● **Your goal**:
Write out every line below that contains "street".

● **Data provided**:

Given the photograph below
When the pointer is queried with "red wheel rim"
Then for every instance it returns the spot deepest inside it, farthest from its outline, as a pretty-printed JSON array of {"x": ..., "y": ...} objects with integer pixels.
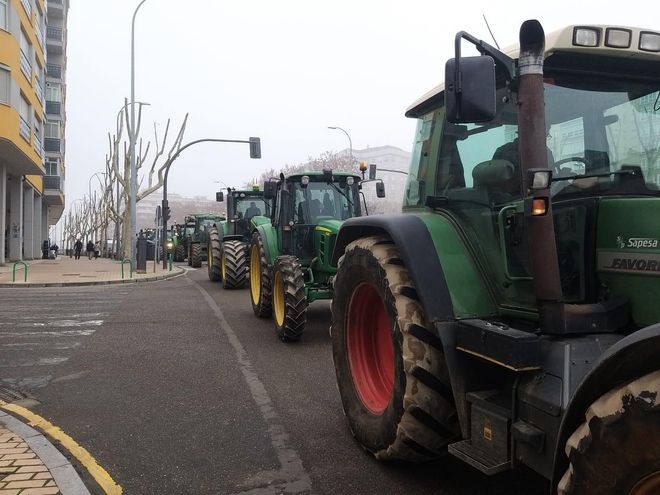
[{"x": 370, "y": 348}]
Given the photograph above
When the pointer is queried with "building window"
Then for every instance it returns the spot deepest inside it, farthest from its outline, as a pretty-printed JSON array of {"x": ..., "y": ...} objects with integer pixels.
[
  {"x": 52, "y": 166},
  {"x": 3, "y": 15},
  {"x": 52, "y": 130},
  {"x": 5, "y": 83},
  {"x": 53, "y": 92}
]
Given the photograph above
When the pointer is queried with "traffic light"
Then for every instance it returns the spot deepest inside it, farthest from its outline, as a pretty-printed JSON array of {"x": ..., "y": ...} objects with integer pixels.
[{"x": 255, "y": 147}]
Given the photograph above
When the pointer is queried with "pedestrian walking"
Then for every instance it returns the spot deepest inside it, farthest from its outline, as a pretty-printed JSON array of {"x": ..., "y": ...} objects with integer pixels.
[{"x": 77, "y": 247}]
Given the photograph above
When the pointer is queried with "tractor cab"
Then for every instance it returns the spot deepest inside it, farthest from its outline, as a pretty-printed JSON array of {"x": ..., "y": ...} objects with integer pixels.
[{"x": 310, "y": 207}]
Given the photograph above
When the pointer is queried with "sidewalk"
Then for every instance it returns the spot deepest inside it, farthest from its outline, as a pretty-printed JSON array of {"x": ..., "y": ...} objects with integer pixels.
[
  {"x": 31, "y": 465},
  {"x": 69, "y": 271}
]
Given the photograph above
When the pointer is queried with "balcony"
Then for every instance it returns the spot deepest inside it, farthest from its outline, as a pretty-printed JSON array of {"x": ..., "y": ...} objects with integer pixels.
[
  {"x": 53, "y": 145},
  {"x": 38, "y": 146},
  {"x": 53, "y": 182},
  {"x": 53, "y": 70},
  {"x": 54, "y": 40},
  {"x": 26, "y": 67},
  {"x": 24, "y": 129},
  {"x": 53, "y": 107},
  {"x": 27, "y": 5}
]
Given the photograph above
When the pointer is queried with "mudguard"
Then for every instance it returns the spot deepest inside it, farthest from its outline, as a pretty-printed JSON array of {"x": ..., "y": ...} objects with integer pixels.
[
  {"x": 269, "y": 238},
  {"x": 633, "y": 356}
]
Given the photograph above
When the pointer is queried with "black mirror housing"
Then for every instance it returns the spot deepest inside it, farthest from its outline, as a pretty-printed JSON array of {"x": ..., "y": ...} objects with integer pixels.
[
  {"x": 475, "y": 100},
  {"x": 270, "y": 188},
  {"x": 380, "y": 189}
]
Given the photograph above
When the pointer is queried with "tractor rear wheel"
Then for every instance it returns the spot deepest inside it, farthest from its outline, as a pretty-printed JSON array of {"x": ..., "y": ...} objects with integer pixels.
[
  {"x": 234, "y": 265},
  {"x": 390, "y": 367},
  {"x": 214, "y": 265},
  {"x": 289, "y": 299},
  {"x": 179, "y": 253},
  {"x": 617, "y": 449},
  {"x": 196, "y": 255},
  {"x": 261, "y": 292}
]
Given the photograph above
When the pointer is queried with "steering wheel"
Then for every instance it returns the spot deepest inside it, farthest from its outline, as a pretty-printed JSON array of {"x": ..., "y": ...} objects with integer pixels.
[{"x": 587, "y": 163}]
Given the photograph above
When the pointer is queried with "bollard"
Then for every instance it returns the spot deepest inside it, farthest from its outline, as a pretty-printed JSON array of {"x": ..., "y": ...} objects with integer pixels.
[
  {"x": 130, "y": 264},
  {"x": 25, "y": 265}
]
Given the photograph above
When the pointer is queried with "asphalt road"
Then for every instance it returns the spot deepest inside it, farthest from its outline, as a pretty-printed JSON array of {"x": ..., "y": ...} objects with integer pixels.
[{"x": 175, "y": 387}]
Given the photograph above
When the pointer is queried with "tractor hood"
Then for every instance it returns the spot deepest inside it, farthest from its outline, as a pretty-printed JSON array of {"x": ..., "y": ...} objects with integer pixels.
[{"x": 329, "y": 225}]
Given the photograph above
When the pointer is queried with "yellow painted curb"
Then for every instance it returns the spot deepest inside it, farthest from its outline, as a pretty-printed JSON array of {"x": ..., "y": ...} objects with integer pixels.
[{"x": 80, "y": 453}]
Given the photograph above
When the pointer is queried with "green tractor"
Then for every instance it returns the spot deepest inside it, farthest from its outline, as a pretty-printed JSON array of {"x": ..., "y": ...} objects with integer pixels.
[
  {"x": 197, "y": 227},
  {"x": 510, "y": 316},
  {"x": 290, "y": 252},
  {"x": 229, "y": 241}
]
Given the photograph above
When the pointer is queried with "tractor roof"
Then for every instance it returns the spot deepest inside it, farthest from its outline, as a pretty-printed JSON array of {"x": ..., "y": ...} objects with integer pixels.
[{"x": 561, "y": 40}]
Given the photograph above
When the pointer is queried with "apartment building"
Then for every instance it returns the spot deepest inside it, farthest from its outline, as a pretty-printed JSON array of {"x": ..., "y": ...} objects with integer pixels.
[{"x": 32, "y": 122}]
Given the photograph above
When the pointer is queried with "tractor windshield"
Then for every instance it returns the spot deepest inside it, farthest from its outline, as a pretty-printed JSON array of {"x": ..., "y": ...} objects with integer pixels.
[{"x": 325, "y": 200}]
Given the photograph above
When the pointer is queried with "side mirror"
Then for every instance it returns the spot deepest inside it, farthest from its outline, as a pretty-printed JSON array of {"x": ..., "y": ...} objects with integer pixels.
[
  {"x": 380, "y": 189},
  {"x": 470, "y": 94},
  {"x": 270, "y": 189}
]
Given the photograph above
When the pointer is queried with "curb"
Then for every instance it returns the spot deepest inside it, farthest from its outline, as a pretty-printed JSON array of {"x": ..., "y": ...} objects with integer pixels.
[
  {"x": 174, "y": 273},
  {"x": 67, "y": 479}
]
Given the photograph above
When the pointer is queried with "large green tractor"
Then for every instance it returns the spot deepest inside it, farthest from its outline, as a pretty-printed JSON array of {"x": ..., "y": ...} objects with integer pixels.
[
  {"x": 197, "y": 227},
  {"x": 510, "y": 316},
  {"x": 228, "y": 242},
  {"x": 290, "y": 252}
]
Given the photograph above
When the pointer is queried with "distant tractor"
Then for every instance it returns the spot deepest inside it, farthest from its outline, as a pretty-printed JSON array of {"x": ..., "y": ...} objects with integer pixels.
[
  {"x": 228, "y": 242},
  {"x": 197, "y": 227},
  {"x": 290, "y": 253},
  {"x": 510, "y": 316}
]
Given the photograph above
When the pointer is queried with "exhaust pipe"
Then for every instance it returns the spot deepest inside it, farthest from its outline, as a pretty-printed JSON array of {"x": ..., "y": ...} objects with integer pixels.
[{"x": 533, "y": 154}]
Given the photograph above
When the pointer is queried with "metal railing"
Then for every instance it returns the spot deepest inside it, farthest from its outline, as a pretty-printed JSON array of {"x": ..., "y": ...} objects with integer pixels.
[
  {"x": 53, "y": 33},
  {"x": 53, "y": 182},
  {"x": 53, "y": 107},
  {"x": 26, "y": 67},
  {"x": 52, "y": 144},
  {"x": 24, "y": 129},
  {"x": 27, "y": 5},
  {"x": 38, "y": 146},
  {"x": 54, "y": 70}
]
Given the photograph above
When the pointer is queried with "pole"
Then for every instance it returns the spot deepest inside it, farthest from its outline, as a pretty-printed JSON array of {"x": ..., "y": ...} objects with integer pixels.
[
  {"x": 133, "y": 181},
  {"x": 350, "y": 142}
]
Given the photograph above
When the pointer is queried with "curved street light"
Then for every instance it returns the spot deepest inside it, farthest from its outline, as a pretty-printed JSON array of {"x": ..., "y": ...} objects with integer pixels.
[{"x": 350, "y": 143}]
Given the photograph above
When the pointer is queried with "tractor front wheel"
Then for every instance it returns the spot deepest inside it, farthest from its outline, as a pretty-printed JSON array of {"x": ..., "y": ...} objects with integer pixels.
[
  {"x": 214, "y": 264},
  {"x": 390, "y": 367},
  {"x": 234, "y": 265},
  {"x": 260, "y": 284},
  {"x": 617, "y": 449},
  {"x": 289, "y": 299},
  {"x": 196, "y": 255}
]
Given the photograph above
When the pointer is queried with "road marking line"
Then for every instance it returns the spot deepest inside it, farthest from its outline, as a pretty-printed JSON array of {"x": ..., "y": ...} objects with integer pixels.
[
  {"x": 101, "y": 476},
  {"x": 292, "y": 477}
]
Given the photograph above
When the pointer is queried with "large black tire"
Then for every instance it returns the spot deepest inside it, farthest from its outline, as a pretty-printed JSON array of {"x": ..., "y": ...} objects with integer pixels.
[
  {"x": 234, "y": 265},
  {"x": 261, "y": 292},
  {"x": 617, "y": 449},
  {"x": 196, "y": 255},
  {"x": 179, "y": 253},
  {"x": 289, "y": 299},
  {"x": 390, "y": 367},
  {"x": 214, "y": 265}
]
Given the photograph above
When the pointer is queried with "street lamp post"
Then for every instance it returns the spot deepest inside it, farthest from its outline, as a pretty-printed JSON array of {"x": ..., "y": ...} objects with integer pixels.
[
  {"x": 255, "y": 152},
  {"x": 133, "y": 181},
  {"x": 350, "y": 143}
]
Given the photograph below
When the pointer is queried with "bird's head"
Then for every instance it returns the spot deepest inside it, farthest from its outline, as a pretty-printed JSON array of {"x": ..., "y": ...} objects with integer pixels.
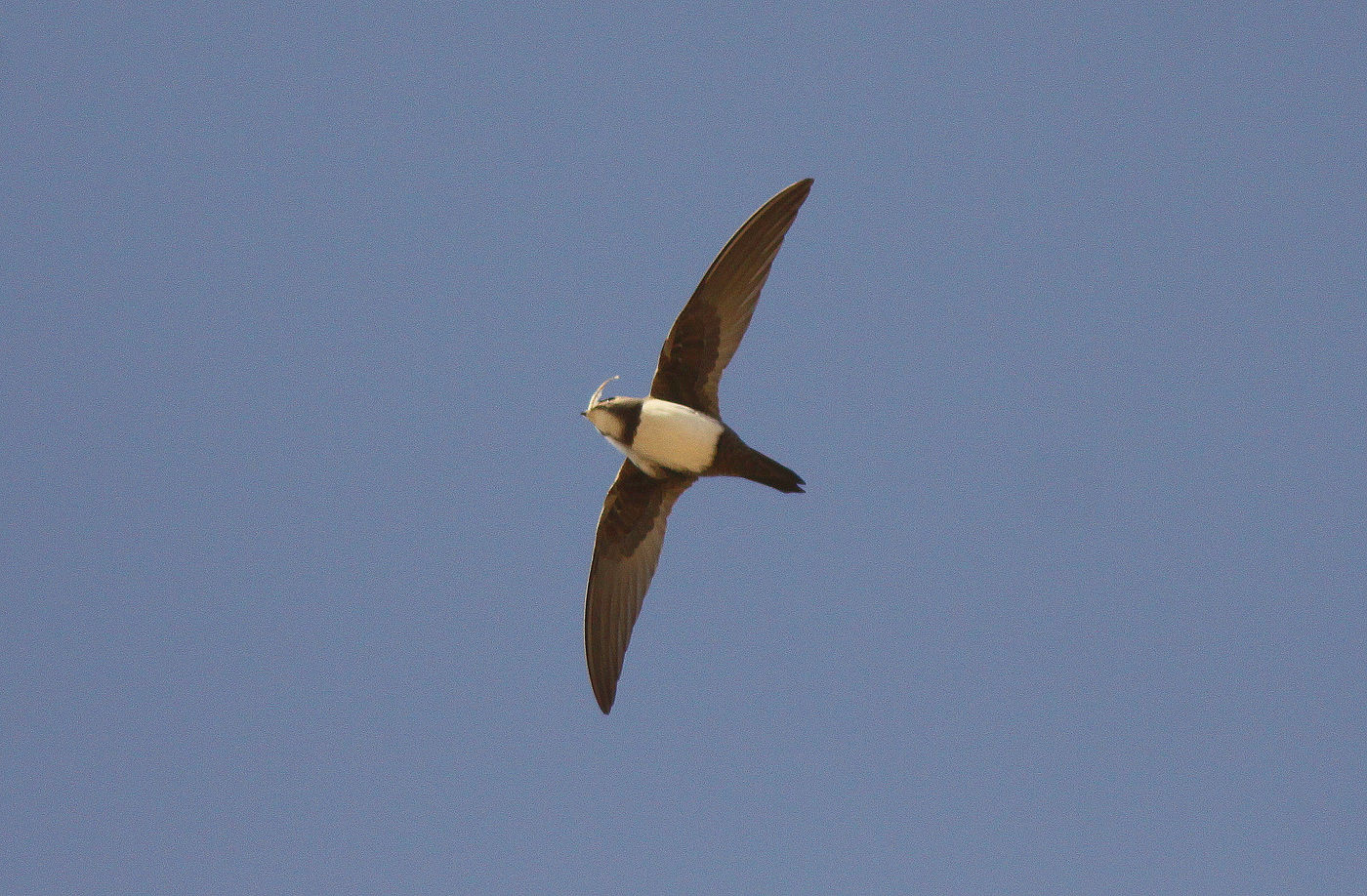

● **Solution**:
When the pointer is queried with "curved street light"
When the pointer is queried with "street lamp post"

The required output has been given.